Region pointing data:
<<<<

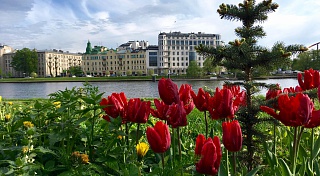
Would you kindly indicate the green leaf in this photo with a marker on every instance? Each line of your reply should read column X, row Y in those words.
column 316, row 168
column 285, row 170
column 49, row 165
column 222, row 170
column 316, row 149
column 254, row 171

>>>>

The entries are to be reproduced exactly, excluding any pictures they contain.

Would you kindly indicate the green leaf in this photo with a marker on every instance? Each line of your reply should read column X, row Y in those words.
column 316, row 168
column 285, row 170
column 49, row 165
column 222, row 170
column 316, row 149
column 254, row 171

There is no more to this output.